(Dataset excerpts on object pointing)

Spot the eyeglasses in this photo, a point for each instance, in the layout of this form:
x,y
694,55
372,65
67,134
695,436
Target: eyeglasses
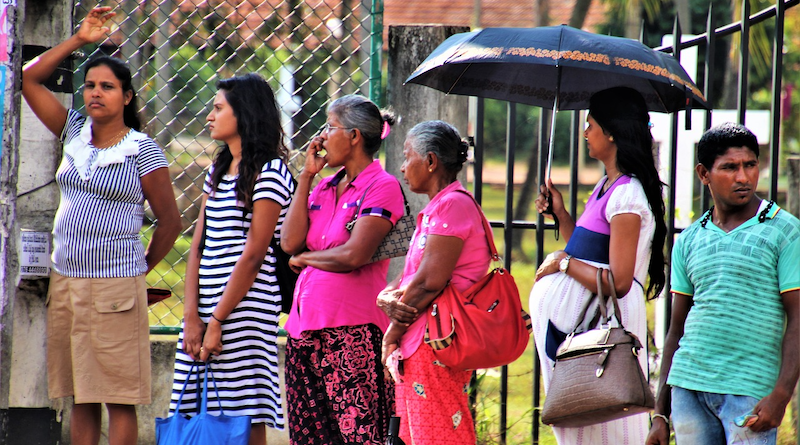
x,y
326,129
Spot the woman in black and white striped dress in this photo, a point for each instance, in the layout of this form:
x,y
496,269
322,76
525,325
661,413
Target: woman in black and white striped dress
x,y
232,300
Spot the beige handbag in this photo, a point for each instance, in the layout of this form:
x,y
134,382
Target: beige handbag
x,y
597,377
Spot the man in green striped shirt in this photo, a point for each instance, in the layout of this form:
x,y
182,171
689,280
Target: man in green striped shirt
x,y
730,361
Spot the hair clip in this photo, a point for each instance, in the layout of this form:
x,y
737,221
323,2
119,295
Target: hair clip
x,y
386,129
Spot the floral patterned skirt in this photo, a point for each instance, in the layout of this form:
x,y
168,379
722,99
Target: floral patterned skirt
x,y
433,402
336,390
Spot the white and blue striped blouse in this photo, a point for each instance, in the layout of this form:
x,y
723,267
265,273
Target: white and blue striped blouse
x,y
97,225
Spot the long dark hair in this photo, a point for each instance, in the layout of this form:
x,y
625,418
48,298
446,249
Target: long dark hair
x,y
121,71
258,125
622,113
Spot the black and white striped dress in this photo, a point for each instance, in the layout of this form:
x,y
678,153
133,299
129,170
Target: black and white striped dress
x,y
246,372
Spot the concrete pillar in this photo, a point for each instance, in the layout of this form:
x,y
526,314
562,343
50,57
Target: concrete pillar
x,y
29,200
408,47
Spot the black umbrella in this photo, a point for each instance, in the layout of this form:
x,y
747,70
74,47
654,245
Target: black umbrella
x,y
558,67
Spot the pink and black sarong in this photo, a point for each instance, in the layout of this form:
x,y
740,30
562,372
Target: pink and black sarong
x,y
336,390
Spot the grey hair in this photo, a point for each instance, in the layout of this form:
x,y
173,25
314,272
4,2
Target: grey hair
x,y
358,112
443,140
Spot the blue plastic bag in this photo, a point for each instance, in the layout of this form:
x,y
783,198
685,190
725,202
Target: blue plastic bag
x,y
204,428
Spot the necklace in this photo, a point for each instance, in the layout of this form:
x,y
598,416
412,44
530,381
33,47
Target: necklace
x,y
762,216
609,182
115,139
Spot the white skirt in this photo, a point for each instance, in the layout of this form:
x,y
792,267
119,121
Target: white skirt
x,y
559,299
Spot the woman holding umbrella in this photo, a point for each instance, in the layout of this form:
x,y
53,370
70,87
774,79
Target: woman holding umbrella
x,y
622,229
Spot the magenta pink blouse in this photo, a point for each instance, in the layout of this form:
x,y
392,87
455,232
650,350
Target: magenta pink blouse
x,y
450,213
332,299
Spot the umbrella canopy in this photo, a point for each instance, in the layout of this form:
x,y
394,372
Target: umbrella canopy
x,y
537,65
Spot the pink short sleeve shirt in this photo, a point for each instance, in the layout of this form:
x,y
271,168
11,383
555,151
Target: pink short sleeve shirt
x,y
450,213
332,299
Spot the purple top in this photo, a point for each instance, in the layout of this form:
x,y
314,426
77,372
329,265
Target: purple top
x,y
592,235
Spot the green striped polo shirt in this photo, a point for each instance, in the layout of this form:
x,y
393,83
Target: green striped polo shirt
x,y
733,333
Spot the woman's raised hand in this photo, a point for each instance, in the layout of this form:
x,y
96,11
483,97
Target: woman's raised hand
x,y
92,28
314,163
556,200
396,310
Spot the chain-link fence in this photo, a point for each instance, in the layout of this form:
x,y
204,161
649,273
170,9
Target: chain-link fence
x,y
309,51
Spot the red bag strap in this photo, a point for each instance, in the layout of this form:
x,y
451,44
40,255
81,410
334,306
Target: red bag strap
x,y
486,226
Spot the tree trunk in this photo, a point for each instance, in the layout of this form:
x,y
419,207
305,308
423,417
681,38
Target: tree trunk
x,y
526,196
578,17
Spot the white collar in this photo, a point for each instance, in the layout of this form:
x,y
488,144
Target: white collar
x,y
86,157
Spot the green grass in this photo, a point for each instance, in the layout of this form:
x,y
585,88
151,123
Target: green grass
x,y
520,381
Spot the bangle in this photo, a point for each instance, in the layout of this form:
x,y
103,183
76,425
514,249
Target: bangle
x,y
659,416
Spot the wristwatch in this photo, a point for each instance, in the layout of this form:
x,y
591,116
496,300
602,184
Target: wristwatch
x,y
563,265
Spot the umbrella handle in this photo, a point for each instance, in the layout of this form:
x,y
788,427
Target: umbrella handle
x,y
549,211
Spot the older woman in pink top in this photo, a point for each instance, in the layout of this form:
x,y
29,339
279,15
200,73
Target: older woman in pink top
x,y
449,245
335,384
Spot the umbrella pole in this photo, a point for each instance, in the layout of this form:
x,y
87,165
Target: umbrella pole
x,y
551,142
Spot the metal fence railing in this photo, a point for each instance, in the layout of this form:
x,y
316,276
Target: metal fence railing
x,y
309,52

■ To do: With the pictures left out, transcribe the material exactly.

■ Response:
Spot the eyeglasses in this photo, a point for each instance, in the layout of this form:
x,y
694,55
372,65
67,134
695,436
Target: eyeglasses
x,y
326,129
Spot the woman in black and white striped dress in this photo, a point for each instance, in the layout of this form:
x,y
496,269
322,76
525,325
661,413
Target: woman in black and white striped dress
x,y
232,300
Spot the beige handbag in this photo, a point for each instance, in the layout of this form:
x,y
134,382
Target: beige handbag
x,y
597,377
Spot the man in green striped shirt in this photo, a point for each instance, in the layout of this form:
x,y
182,171
689,280
Target: man in green striped shirt
x,y
730,361
Spot the hair clip in this photo, a point for each instance, in the layout of this form:
x,y
737,221
323,2
119,295
Target: hair clip
x,y
386,129
Spot the floral patterned skirt in this photo, a point for each instance, in the layout of this form:
x,y
168,379
722,99
Target: floral patterned skirt
x,y
433,402
336,390
Spot the white and blue striped blouse in this photo, a point for each instance, in the layout of this form:
x,y
723,267
265,273
Target: white and blue striped blouse
x,y
97,225
Spot the long dark hair in this photo, a point for each instance, in the layout of this form:
x,y
625,418
48,298
446,249
Target: long dark hair
x,y
121,71
258,125
622,113
Spot the black and white striped dress in this photo, a point for each instance, in the layout of this form:
x,y
678,153
133,299
129,170
Target: black and white striped dress
x,y
246,372
Spot the concrete pillar in this photo, a point for each instance, in the layout of this form:
x,y
526,314
562,343
50,57
Target: concrete pillar
x,y
29,200
408,47
Spot the black umbrella in this photo, a point for each instance, in the layout of this form:
x,y
747,70
74,47
654,245
Target: black umbrella
x,y
558,67
Spot the pink and black sarong in this photo, a point for each instance, in the layout of this form:
x,y
740,30
562,372
Target: pink and black sarong
x,y
336,390
Spot the grey hair in this photo, a point for each instance, in the layout of this form:
x,y
173,25
314,272
4,2
Target: grey hair
x,y
358,112
443,140
Spot the blue plastic bag in this photo, a point for each instance, in the layout of this form:
x,y
783,198
685,190
725,202
Target: blue plastic bag
x,y
204,428
Spot the necklace in this photo, a point for each instance, in the layout of this form:
x,y
598,416
412,44
530,381
33,47
Target: necklace
x,y
762,216
609,182
115,139
Spot the white skirt in this photo, a point for each instance, in the layout of this form:
x,y
792,267
119,121
Target: white skirt
x,y
559,299
Spot the woman holding umbrella in this photo, a point for each instance, in the layout of this form:
x,y
53,370
70,87
774,79
Target: woman holding umbrella
x,y
622,229
Spot the magenta pink blouse in this photo, a point for each instance, in the layout of this form:
x,y
392,87
455,232
650,350
Target: magenta pink blouse
x,y
450,213
332,299
Spot the umbrella canopy in this photo, a point for each instance, in the layout of this form:
x,y
394,372
Target: umbrella canopy
x,y
537,65
Spot the pink short sleeve shirt in this photo, a point for each instance, in the layout of this form:
x,y
271,168
11,383
555,151
Target: pink short sleeve shirt
x,y
450,213
332,299
Spot the purple top in this photo, a point for each instance, in the layout of this form:
x,y
314,426
77,372
329,265
Target: purple top
x,y
592,235
Spot the green striped polo shirt in this photo, a point for each instance, in the layout of this form:
x,y
393,83
Target: green striped polo shirt
x,y
733,333
Spot the woman's raised hand in this photo, a point for each instance, in the layout of this form:
x,y
96,11
483,97
Target: woman's raised hand
x,y
92,28
314,163
556,200
396,310
Spot the chain-link fence in this photo, a point for each instance, in the layout of this form:
x,y
204,161
649,273
170,9
Target: chain-link fence
x,y
309,51
Spot the red bag strap in this photo, a point for each instance, in the layout of this form:
x,y
451,44
40,255
81,410
334,306
Target: red bag strap
x,y
486,226
Spot the tree trunk in this photo, a point for each instance, in the layout of this form:
x,y
419,207
305,308
423,417
681,38
Target: tree trunk
x,y
526,196
578,17
Spot the white collar in this photo, a point for each instance, in the layout of this form:
x,y
488,144
Target: white collar
x,y
86,157
Spot the green grass in this photo, a point for each instance, in the layout of this form:
x,y
585,88
151,123
Target: green grass
x,y
520,381
Spot the bangle in this photo, a point for each instance, in the layout of this form:
x,y
103,183
76,425
514,249
Target: bangle
x,y
659,416
Spot the wristwatch in this photo, a point for each instance, in the layout of this form:
x,y
591,116
496,300
602,184
Target: wristwatch
x,y
563,265
Spot the umbrella handle in this photo, a point for each instance, in the layout of this form:
x,y
788,427
Target: umbrella handle
x,y
549,211
Spot the older woman in pink top in this photo, a point for each instance, in the layout of this form:
x,y
29,339
279,15
200,73
Target: older woman in pink top
x,y
449,245
335,384
Spot the umbrella pole in this photo, a point for each instance, in the layout of this form:
x,y
87,165
Target: umbrella pole
x,y
551,142
Spot the metal fence railing in this photo, a point for each instance, in the layout of this form:
x,y
316,276
Target: metal fence railing
x,y
309,52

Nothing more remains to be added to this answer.